Rewrite every line of the records below as a numbered list, leaving out any blank lines.
— Start of RECORDS TO PROCESS —
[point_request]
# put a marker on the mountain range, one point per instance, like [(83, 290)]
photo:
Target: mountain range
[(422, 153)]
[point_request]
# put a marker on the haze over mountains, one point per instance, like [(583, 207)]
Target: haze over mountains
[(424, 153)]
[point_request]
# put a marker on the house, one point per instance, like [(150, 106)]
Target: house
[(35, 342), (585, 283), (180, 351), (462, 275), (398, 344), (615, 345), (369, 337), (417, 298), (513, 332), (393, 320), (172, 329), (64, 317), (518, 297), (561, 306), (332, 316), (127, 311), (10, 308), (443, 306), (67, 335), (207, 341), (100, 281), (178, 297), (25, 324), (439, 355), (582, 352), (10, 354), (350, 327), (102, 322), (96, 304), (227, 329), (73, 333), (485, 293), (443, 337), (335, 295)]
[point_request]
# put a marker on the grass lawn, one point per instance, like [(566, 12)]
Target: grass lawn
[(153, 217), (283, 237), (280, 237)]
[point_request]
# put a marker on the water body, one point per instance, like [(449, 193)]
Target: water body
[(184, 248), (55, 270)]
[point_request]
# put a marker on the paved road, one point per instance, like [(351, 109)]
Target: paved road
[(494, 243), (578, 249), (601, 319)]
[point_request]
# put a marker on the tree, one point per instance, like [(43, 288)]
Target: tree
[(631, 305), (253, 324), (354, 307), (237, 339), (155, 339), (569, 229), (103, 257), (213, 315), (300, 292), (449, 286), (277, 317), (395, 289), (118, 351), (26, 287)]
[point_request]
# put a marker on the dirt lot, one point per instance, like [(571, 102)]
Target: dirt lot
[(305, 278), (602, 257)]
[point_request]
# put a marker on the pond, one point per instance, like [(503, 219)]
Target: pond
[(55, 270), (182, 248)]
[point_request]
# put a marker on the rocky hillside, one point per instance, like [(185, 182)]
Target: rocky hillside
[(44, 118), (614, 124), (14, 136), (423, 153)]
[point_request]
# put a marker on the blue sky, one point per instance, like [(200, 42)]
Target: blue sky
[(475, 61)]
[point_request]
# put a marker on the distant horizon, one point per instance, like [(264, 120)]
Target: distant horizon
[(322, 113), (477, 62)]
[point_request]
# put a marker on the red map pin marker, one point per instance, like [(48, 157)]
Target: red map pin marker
— End of RECORDS TO PROCESS —
[CORRECT ANSWER]
1. [point_request]
2. # put a marker on the mountain range, one point per instance, like [(83, 290)]
3. photo:
4. Target: mountain range
5. [(422, 153)]
6. [point_request]
7. # put a marker on the haze over mountains, one point per instance, like [(583, 207)]
8. Target: haze over mountains
9. [(424, 153)]
10. [point_request]
11. # put a marker on the house, one point per instance, like [(150, 106)]
12. Target: house
13. [(35, 342), (585, 283), (180, 351), (462, 275), (398, 344), (615, 345), (369, 337), (417, 298), (513, 332), (393, 320), (172, 329), (64, 317), (518, 297), (561, 306), (332, 316), (127, 311), (10, 308), (443, 306), (67, 335), (207, 341), (100, 281), (178, 297), (25, 324), (439, 355), (582, 352), (10, 354), (350, 327), (102, 322), (96, 304), (227, 329), (73, 333), (485, 293), (443, 337), (335, 295)]
14. [point_request]
15. # put a marker on the grass lawn, one point per instance, like [(566, 12)]
16. Target: grass lawn
17. [(153, 217), (283, 237), (280, 237)]
18. [point_request]
19. # put a marker on the water body, one point per instance, like [(449, 193)]
20. Target: water body
21. [(184, 248), (55, 270)]
22. [point_request]
23. # put a marker on the paved road, one point per instance, like [(351, 109)]
24. Target: paved road
25. [(494, 243), (578, 249), (601, 319)]
26. [point_request]
27. # put a marker on the tree, one point per instance, like [(43, 288)]
28. Target: tree
29. [(631, 305), (253, 324), (354, 307), (237, 339), (155, 339), (569, 229), (103, 257), (213, 315), (300, 292), (449, 286), (277, 317), (395, 289), (118, 351), (26, 287)]
30. [point_request]
31. # put a marker on the dirt lot, one point per instance, like [(571, 102)]
32. Target: dirt lot
33. [(305, 278), (602, 257)]
34. [point_request]
35. # put a marker on the pond, one point per instance, like [(503, 219)]
36. Target: pond
37. [(55, 270), (182, 248)]
38. [point_request]
39. # put a marker on the rocky hillside, one point per instance, like [(185, 182)]
40. Target: rocky hillside
41. [(44, 118), (614, 124), (14, 136), (423, 153)]
42. [point_request]
43. # put a marker on the blue sky, one point per instance, like [(200, 42)]
44. Target: blue sky
45. [(475, 61)]
46. [point_request]
47. # put a marker on the distant horizon, one point per instance, like [(264, 120)]
48. Target: distant horizon
49. [(322, 113), (477, 62)]
50. [point_request]
51. # put a marker on the red map pin marker, one point per instance, like [(48, 157)]
52. Target: red map pin marker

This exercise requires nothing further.